REQUIRED TASK: Reproduce only the lines that run from the line with "Mark every instance of the cloud layer" to the last line of the material, both ends included, exactly as they appear.

AVAILABLE RECORDS:
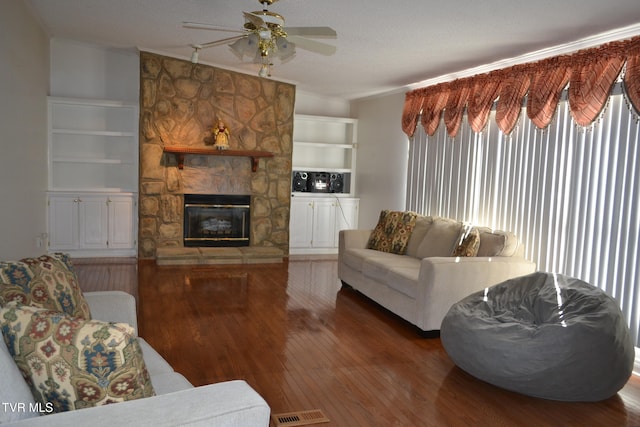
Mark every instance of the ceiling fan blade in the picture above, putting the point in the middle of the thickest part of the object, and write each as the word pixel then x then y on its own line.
pixel 315 32
pixel 312 45
pixel 219 42
pixel 203 26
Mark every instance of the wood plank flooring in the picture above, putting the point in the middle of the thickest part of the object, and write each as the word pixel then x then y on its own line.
pixel 304 343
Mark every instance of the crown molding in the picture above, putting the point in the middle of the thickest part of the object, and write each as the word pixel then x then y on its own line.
pixel 585 43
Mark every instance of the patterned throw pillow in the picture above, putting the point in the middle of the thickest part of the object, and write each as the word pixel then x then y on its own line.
pixel 392 231
pixel 468 243
pixel 72 363
pixel 48 281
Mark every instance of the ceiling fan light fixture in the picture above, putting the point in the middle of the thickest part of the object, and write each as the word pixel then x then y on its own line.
pixel 285 49
pixel 265 70
pixel 195 55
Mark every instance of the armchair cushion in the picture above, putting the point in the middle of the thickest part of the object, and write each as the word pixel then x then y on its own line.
pixel 72 363
pixel 48 281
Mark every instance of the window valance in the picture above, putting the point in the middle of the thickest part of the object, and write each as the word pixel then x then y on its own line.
pixel 590 74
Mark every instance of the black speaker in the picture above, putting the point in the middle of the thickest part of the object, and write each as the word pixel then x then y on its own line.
pixel 336 183
pixel 299 182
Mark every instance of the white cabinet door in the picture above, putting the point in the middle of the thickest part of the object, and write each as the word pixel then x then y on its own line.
pixel 300 223
pixel 346 216
pixel 63 223
pixel 324 223
pixel 93 222
pixel 121 222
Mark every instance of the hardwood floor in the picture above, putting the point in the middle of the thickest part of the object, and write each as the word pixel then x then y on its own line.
pixel 304 343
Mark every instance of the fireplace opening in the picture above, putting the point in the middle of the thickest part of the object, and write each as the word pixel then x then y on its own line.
pixel 216 220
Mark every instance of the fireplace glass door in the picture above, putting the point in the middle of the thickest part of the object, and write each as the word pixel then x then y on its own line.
pixel 216 220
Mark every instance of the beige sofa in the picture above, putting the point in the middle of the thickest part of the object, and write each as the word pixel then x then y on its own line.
pixel 422 284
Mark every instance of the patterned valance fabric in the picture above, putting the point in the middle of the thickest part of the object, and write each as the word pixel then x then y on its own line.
pixel 590 74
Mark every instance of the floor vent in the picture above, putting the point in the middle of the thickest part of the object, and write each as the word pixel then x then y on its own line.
pixel 299 418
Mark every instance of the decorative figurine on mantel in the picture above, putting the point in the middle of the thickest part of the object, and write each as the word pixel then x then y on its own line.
pixel 221 135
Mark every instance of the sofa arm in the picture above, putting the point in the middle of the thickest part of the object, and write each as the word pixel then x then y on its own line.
pixel 226 404
pixel 113 306
pixel 443 281
pixel 353 239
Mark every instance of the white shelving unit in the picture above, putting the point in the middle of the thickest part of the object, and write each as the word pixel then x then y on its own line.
pixel 92 145
pixel 323 144
pixel 93 176
pixel 316 221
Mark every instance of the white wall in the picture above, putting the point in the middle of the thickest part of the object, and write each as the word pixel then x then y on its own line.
pixel 318 105
pixel 80 70
pixel 383 151
pixel 24 77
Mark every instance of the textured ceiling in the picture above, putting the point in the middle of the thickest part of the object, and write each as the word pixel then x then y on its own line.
pixel 382 46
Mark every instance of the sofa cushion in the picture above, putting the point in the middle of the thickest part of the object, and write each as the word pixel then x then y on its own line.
pixel 404 279
pixel 48 281
pixel 73 363
pixel 355 257
pixel 378 267
pixel 496 243
pixel 468 243
pixel 440 238
pixel 392 231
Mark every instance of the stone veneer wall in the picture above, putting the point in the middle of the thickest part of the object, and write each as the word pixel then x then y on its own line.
pixel 180 102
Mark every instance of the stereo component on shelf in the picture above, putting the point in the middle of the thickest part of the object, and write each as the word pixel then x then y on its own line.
pixel 299 182
pixel 320 182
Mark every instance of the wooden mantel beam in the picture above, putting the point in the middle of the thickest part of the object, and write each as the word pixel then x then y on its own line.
pixel 180 152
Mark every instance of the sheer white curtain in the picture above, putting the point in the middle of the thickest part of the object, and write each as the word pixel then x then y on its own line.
pixel 572 194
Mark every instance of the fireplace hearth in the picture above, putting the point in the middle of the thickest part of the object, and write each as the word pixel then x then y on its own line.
pixel 219 220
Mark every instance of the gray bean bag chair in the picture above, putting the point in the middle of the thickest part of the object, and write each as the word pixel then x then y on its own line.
pixel 543 335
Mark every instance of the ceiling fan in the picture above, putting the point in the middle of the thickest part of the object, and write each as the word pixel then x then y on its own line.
pixel 264 36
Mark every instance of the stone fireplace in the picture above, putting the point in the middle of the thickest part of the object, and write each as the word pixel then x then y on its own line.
pixel 180 102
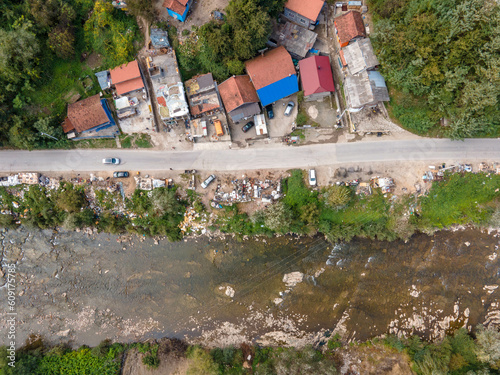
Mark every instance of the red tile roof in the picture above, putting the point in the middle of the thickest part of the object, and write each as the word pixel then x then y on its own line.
pixel 126 77
pixel 316 75
pixel 86 113
pixel 178 6
pixel 307 8
pixel 237 91
pixel 349 26
pixel 272 67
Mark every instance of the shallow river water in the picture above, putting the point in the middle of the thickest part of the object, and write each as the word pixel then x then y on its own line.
pixel 82 289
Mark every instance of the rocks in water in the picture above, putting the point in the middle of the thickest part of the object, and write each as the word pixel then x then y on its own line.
pixel 293 278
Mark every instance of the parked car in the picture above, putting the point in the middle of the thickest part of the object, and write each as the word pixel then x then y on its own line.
pixel 111 161
pixel 289 108
pixel 120 174
pixel 249 125
pixel 207 182
pixel 312 177
pixel 270 111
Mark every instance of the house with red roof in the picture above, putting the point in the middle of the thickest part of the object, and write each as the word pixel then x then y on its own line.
pixel 273 75
pixel 316 77
pixel 349 27
pixel 239 97
pixel 127 78
pixel 304 13
pixel 178 8
pixel 87 118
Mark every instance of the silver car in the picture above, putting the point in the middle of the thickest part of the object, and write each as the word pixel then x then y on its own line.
pixel 115 161
pixel 207 182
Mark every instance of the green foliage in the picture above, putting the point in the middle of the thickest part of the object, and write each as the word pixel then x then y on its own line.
pixel 110 33
pixel 200 362
pixel 445 53
pixel 459 199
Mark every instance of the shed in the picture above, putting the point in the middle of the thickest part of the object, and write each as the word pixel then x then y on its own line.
pixel 349 26
pixel 297 40
pixel 273 75
pixel 316 77
pixel 260 124
pixel 359 56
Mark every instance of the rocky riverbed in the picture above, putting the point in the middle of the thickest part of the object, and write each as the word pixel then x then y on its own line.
pixel 82 288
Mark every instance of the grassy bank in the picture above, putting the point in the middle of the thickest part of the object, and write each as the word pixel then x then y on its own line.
pixel 459 353
pixel 335 211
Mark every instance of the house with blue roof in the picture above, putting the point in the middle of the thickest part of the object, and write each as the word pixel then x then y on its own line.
pixel 273 75
pixel 178 8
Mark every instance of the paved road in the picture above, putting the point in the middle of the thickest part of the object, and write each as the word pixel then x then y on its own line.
pixel 254 158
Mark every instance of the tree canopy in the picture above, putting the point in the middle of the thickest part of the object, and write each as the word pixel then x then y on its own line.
pixel 443 58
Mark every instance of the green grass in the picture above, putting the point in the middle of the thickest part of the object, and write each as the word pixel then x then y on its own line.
pixel 63 78
pixel 95 143
pixel 460 199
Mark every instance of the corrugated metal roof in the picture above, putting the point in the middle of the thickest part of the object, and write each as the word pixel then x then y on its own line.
pixel 359 56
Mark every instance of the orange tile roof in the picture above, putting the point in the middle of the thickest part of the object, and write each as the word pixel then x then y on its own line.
pixel 275 65
pixel 349 26
pixel 128 86
pixel 86 113
pixel 237 91
pixel 125 72
pixel 178 6
pixel 307 8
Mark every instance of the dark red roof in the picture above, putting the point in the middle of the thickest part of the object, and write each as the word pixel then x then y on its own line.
pixel 86 114
pixel 237 91
pixel 316 75
pixel 273 66
pixel 349 26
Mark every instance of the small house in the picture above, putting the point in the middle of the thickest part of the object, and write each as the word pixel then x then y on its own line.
pixel 178 8
pixel 239 97
pixel 359 56
pixel 88 118
pixel 367 88
pixel 304 12
pixel 316 77
pixel 273 75
pixel 127 78
pixel 202 94
pixel 349 27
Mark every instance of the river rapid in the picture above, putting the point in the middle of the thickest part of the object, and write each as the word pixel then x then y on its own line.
pixel 81 289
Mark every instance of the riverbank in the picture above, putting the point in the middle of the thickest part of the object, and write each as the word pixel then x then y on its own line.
pixel 458 353
pixel 337 211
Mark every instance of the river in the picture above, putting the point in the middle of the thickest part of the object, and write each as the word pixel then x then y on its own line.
pixel 82 289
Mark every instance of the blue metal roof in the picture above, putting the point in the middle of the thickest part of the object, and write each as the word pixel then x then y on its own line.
pixel 376 78
pixel 278 90
pixel 159 38
pixel 103 78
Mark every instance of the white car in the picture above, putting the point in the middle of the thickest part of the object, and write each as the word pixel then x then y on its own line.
pixel 207 182
pixel 312 177
pixel 111 161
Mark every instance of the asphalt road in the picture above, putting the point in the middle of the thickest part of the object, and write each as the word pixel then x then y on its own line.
pixel 253 158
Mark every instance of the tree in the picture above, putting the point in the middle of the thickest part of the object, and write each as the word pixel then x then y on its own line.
pixel 278 217
pixel 61 41
pixel 19 50
pixel 143 8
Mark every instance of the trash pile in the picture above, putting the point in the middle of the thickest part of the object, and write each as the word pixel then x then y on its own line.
pixel 194 221
pixel 386 184
pixel 248 189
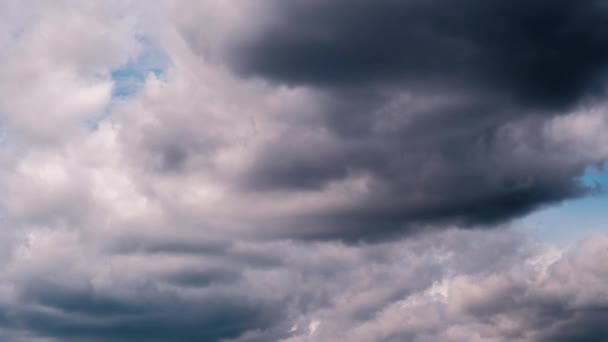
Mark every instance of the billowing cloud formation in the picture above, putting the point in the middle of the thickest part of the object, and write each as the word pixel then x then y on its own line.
pixel 436 111
pixel 449 286
pixel 243 186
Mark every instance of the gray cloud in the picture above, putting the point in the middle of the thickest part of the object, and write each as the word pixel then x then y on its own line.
pixel 290 176
pixel 441 108
pixel 450 286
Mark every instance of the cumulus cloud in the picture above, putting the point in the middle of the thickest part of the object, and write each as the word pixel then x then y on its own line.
pixel 297 170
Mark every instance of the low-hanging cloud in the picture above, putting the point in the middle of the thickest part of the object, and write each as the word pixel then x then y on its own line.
pixel 247 189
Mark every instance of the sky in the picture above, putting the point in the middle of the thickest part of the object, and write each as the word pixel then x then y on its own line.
pixel 303 170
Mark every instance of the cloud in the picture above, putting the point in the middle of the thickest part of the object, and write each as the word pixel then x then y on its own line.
pixel 451 286
pixel 428 114
pixel 296 171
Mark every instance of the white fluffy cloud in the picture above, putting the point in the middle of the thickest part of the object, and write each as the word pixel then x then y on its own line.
pixel 214 203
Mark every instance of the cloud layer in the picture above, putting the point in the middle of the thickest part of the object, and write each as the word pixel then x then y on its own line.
pixel 297 170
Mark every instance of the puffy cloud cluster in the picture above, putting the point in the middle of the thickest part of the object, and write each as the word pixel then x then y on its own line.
pixel 247 191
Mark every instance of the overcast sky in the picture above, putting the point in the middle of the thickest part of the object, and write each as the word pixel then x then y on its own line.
pixel 303 170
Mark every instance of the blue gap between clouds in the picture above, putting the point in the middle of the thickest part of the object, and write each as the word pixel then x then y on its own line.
pixel 573 220
pixel 130 78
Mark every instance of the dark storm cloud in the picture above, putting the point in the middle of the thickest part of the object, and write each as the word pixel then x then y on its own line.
pixel 441 105
pixel 541 52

FINISHED EXERCISE:
Mark every instance of the cloud layer in the picture above, putting the point in the middle of the thickest part of the object, and write each as the word pixel then x then y on its own line.
pixel 297 170
Mark every instance of the puffy cloud cluster in the picture above, putting the point in the middle of the thickest part of the object, and write each as the word pixel then x then y on its own line.
pixel 247 191
Mark every instance of the overcast sky in the picture above, putting the point in the middle of the thickest part of the object, and write each as the word pixel then x then y on its own line.
pixel 303 170
Mark every instance of the blue gap between clouds in the picture above, putting the point in the middle of the thickest part of the object, and write each as the word pixel then x then y on its own line.
pixel 573 220
pixel 130 78
Mark every instance of the dark storm cloud in the picture above, putting the point in the middle of the thickest part of the object, and write each as the word pixel then x then y on its own line.
pixel 441 105
pixel 541 52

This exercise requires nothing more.